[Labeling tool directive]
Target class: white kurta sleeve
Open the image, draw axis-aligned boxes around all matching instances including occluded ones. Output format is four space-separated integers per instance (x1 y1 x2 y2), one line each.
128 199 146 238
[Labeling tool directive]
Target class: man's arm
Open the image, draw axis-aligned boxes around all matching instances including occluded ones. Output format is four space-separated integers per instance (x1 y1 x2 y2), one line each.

☆ ☆ ☆ ☆

Request: Rewrite every line of the records above as a numbered list, omitting any blank lines.

Exercise result:
1. [Labeling tool directive]
2. Target class: white kurta sleeve
3. Open the image, draw axis-aligned boxes around all matching instances including occluded ones. Output format is four space-separated integers per instance (x1 y1 x2 y2), one line each.
4. 128 199 146 238
5. [Labeling tool directive]
6. Target class: man's arm
7. Open the image, draw axis-aligned boxes around all matching instances including occluded ones. Output format is four space-separated integers per instance (x1 y1 x2 y2), one line each.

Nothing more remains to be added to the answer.